[Coordinate annotation records]
========
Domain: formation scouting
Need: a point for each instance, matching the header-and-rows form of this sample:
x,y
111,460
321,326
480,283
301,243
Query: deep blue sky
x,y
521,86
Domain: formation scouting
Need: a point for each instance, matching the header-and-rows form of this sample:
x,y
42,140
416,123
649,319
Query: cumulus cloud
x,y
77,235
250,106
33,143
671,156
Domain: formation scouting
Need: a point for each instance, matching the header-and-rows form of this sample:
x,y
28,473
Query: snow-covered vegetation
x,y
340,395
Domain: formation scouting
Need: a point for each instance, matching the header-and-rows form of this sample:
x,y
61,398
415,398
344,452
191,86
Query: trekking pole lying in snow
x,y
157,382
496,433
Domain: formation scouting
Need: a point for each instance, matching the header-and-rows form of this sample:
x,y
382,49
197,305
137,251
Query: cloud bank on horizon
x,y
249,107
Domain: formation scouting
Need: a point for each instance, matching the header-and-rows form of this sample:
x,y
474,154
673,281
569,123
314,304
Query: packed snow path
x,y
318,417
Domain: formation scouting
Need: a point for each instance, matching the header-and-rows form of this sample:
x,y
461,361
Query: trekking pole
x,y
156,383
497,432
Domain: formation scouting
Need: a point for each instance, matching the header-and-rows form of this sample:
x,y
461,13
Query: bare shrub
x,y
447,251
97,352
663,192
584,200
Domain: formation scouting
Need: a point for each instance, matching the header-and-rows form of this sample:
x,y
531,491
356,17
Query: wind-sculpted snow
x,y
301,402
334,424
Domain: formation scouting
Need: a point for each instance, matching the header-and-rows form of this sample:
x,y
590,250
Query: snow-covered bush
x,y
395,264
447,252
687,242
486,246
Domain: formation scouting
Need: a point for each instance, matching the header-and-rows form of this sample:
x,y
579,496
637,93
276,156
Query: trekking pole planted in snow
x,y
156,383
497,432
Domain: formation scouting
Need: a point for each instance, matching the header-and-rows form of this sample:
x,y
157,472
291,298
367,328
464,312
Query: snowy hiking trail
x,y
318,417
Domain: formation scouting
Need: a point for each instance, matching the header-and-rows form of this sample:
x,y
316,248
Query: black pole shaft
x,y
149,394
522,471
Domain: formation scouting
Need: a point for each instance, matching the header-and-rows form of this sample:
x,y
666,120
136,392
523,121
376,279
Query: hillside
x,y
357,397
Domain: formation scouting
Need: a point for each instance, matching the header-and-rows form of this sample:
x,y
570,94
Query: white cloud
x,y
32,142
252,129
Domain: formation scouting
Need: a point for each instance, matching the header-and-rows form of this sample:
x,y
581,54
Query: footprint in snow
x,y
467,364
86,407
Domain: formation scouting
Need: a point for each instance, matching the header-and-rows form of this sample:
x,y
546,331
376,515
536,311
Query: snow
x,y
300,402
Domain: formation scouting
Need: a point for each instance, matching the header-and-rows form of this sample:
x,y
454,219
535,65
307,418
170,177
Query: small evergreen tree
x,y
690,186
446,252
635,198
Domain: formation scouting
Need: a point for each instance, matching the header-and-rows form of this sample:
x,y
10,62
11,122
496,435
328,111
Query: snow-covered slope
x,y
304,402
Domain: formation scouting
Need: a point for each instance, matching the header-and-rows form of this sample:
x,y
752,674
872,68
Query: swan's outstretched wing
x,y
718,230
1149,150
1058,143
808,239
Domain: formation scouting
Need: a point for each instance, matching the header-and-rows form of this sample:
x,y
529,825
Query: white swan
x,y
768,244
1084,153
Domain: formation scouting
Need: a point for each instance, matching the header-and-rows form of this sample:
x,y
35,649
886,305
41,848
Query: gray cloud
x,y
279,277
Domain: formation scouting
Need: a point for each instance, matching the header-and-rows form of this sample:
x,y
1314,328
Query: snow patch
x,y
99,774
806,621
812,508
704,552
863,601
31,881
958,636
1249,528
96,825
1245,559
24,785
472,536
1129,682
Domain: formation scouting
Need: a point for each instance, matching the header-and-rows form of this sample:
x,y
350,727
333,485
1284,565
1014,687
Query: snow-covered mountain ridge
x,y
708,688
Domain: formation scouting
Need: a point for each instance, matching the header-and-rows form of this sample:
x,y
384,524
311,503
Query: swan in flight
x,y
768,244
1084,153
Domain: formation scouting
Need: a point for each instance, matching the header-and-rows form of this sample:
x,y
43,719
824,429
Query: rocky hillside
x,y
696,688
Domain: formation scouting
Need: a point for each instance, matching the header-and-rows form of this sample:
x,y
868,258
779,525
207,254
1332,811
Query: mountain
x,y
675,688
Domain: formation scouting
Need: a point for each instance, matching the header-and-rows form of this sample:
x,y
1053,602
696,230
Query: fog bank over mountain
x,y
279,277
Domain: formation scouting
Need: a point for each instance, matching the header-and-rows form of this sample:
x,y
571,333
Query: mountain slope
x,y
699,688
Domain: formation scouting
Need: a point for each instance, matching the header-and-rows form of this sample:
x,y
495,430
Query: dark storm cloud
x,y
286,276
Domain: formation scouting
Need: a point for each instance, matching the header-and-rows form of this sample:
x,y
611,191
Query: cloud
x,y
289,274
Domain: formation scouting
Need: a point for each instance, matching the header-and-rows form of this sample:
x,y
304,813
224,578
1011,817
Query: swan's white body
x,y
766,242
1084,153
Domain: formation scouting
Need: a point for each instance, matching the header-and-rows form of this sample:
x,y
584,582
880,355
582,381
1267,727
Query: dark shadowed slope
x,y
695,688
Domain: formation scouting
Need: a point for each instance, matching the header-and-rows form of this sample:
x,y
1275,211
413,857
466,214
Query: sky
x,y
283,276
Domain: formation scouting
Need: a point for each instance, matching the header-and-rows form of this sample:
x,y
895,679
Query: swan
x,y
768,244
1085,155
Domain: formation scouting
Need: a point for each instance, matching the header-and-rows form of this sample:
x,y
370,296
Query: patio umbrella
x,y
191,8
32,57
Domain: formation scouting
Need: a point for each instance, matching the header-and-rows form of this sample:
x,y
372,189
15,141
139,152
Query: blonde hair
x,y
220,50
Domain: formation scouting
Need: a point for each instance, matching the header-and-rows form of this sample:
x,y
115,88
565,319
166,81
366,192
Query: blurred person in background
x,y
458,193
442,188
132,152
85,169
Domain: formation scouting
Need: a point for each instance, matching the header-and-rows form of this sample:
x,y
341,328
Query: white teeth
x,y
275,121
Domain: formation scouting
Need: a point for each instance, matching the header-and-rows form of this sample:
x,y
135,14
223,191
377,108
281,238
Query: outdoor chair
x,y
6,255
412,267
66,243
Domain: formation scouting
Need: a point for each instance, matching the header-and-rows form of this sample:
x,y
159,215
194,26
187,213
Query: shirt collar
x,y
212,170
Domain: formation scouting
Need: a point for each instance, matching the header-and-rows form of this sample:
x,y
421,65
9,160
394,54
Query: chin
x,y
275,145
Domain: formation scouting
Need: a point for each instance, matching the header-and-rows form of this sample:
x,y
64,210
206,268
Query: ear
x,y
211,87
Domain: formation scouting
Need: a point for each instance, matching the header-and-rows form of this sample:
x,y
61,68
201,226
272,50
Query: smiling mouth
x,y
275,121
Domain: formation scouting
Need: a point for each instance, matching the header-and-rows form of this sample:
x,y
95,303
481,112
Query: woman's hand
========
| GIVEN PROBLEM |
All of the entries must be written out exactly as they stand.

| ANSWER TO THE PROBLEM |
Domain: formation scouting
Need: a point for each instance, matching the header-and-rows form of this sample:
x,y
111,460
321,326
480,283
301,243
Query: deep blue sky
x,y
521,86
Domain: formation scouting
Need: a point for each instance, matching the header-and-rows form of this sample:
x,y
42,140
416,123
649,319
Query: cumulus cloud
x,y
77,235
250,106
33,143
671,156
Domain: formation scouting
Need: a point for each instance, matching the header-and-rows form of this sample:
x,y
28,473
Query: snow-covered vegetation
x,y
340,395
Domain: formation scouting
Need: a point for each instance, matching the header-and-rows form of this sample:
x,y
61,398
415,398
344,452
191,86
Query: trekking pole lying in snow
x,y
157,382
496,433
Domain: formation scouting
Need: a point for each instance, matching the header-and-rows form of this sample:
x,y
382,49
197,305
137,251
Query: cloud bank on horizon
x,y
249,107
Domain: formation scouting
Need: a point for each instance, matching the header-and-rows form of this sample:
x,y
474,154
673,281
569,123
314,304
Query: packed snow path
x,y
318,417
Domain: formation scouting
Need: a point for each instance, matching the header-and-rows form of this sample:
x,y
461,361
Query: trekking pole
x,y
156,383
497,432
Domain: formation scouting
Need: a point for each instance, matching the header-and-rows form of this sample:
x,y
461,13
Query: bare shrub
x,y
447,251
97,352
663,192
584,200
Domain: formation scouting
Need: a point for each instance, matching the header-and-rows form of this sample:
x,y
531,491
356,17
Query: wind-sculpted snow
x,y
301,402
334,424
Domain: formation scouting
Need: a point for each instance, matching the header-and-rows form of this sample:
x,y
590,250
Query: snow-covered bush
x,y
395,264
447,252
687,242
486,246
Domain: formation scouting
Need: a point for each instance, matching the header-and-rows form of this sample:
x,y
579,496
637,93
276,156
Query: trekking pole planted in snow
x,y
156,383
497,432
Domain: formation scouting
Need: a point for each instance, matching the header-and-rows form of this sample:
x,y
157,472
291,298
367,328
464,312
Query: snowy hiking trail
x,y
318,417
Domain: formation scouting
Need: a point for each instance, matching the header-and-rows form of this sample:
x,y
316,248
Query: black pole shaft
x,y
149,394
522,471
Domain: formation scouting
Need: a point for each instance, matching the header-and-rows form of this sample:
x,y
666,120
136,392
523,121
376,279
Query: hillside
x,y
357,397
Domain: formation scouting
Need: a point for each instance, matching the header-and-rows form of this sample:
x,y
570,94
Query: white cloud
x,y
32,142
252,129
Domain: formation scouting
Need: a point for each instance, matching the header-and-rows form of this sample:
x,y
581,54
Query: footprint in snow
x,y
467,364
86,407
Domain: formation scouting
Need: a point for each instance, matching the header-and-rows form of this sample:
x,y
546,331
376,515
536,311
Query: snow
x,y
300,402
Domain: formation scouting
Need: a point for each instance, matching the header-and-rows form of this sample:
x,y
454,219
535,65
307,418
170,177
Query: small evergreen tree
x,y
690,186
446,252
635,198
Domain: formation scouting
Need: a point for each instance, matching the header-and-rows form of this sample:
x,y
10,62
11,122
496,435
328,111
Query: snow-covered slope
x,y
304,402
Domain: formation scouting
Need: a point for each instance, matching the header-and-rows form of this sample:
x,y
752,674
872,68
Query: swan's outstretched wing
x,y
718,230
1149,150
1058,143
808,239
Domain: formation scouting
Need: a point for each instance, matching the header-and-rows form of this sample:
x,y
529,825
Query: white swan
x,y
768,244
1084,153
Domain: formation scouting
Need: a point for each instance, matching the header-and-rows form of this sample:
x,y
35,649
886,305
41,848
Query: gray cloud
x,y
279,277
Domain: formation scouting
Need: a point for each instance, matching the header-and-rows form of this sample:
x,y
1314,328
Query: snow patch
x,y
99,774
806,621
812,508
704,552
863,601
31,881
958,636
1249,528
96,825
1245,559
24,785
472,536
1129,682
Domain: formation scouting
Need: a point for each instance, matching the header-and-rows form of this sample:
x,y
350,727
333,485
1284,565
1014,687
Query: snow-covered mountain ridge
x,y
708,688
Domain: formation scouting
Need: a point for each instance, matching the header-and-rows form of this sample:
x,y
384,524
311,503
Query: swan in flight
x,y
768,244
1084,153
Domain: formation scouting
Need: a point for each instance, matching the header-and-rows form of this sample:
x,y
43,719
824,429
Query: rocky hillside
x,y
696,688
Domain: formation scouting
Need: a point for each instance, matching the header-and-rows form of this sample:
x,y
868,258
779,525
207,254
1332,811
Query: mountain
x,y
675,688
Domain: formation scouting
Need: a point for each instance, matching the header-and-rows form of this sample:
x,y
1053,602
696,230
Query: fog bank over mountain
x,y
279,277
Domain: formation scouting
Need: a point for each instance, matching the header-and-rows form of this sample:
x,y
571,333
Query: mountain slope
x,y
699,688
Domain: formation scouting
Need: a point for each instance, matching the header-and-rows form of this sample:
x,y
495,430
Query: dark storm cloud
x,y
286,276
Domain: formation scouting
Need: a point for each instance, matching the header-and-rows form of this sample:
x,y
611,191
Query: cloud
x,y
289,274
Domain: formation scouting
Need: a point for each instance, matching the header-and-rows form of this sample:
x,y
304,813
224,578
1011,817
Query: swan's white body
x,y
766,242
1084,153
Domain: formation scouting
Need: a point for each instance, matching the header-and-rows form of this sample:
x,y
584,582
880,355
582,381
1267,727
Query: dark shadowed slope
x,y
695,688
Domain: formation scouting
Need: a point for each instance, matching the header-and-rows form of this sample:
x,y
1275,211
413,857
466,214
Query: sky
x,y
283,276
Domain: formation scouting
Need: a point for each instance, matching the header-and-rows form of this sample:
x,y
895,679
Query: swan
x,y
768,244
1085,155
Domain: formation scouting
Need: a point for each instance, matching the header-and-rows form of this sample:
x,y
370,296
Query: patio umbrella
x,y
191,8
32,57
Domain: formation scouting
Need: a point for each instance, matching the header-and-rows form of this sample:
x,y
372,189
15,141
139,152
Query: blonde hair
x,y
220,50
Domain: formation scouting
Need: a point for each instance, matching the header-and-rows form of this sample:
x,y
115,88
565,319
166,81
366,192
Query: blurred person in background
x,y
458,193
442,188
132,152
85,169
Domain: formation scouting
Need: a point for each instance, matching the header-and-rows form of this sample:
x,y
341,328
Query: white teeth
x,y
275,121
Domain: formation scouting
Need: a point for each instance, matching the header-and-rows form of this sample:
x,y
135,14
223,191
377,108
281,238
Query: outdoor chair
x,y
6,255
412,267
66,243
Domain: formation scouting
Need: a point for each instance, matching the header-and-rows form of this sample:
x,y
159,215
194,26
187,213
Query: shirt collar
x,y
212,170
Domain: formation scouting
Need: a point for each instance, matching the header-and-rows form of this sample:
x,y
421,65
9,160
394,54
Query: chin
x,y
275,145
Domain: formation scouting
Need: a point for each instance, matching the header-and-rows form of this sample:
x,y
64,210
206,268
Query: ear
x,y
211,87
Domain: formation scouting
Need: a point for each instance, matching the header-and-rows form of this sample:
x,y
61,68
201,226
272,50
Query: smiling mouth
x,y
275,121
Domain: formation scouting
Need: a point for each instance, matching the header-and-rows form of this sample:
x,y
95,303
481,112
Query: woman's hand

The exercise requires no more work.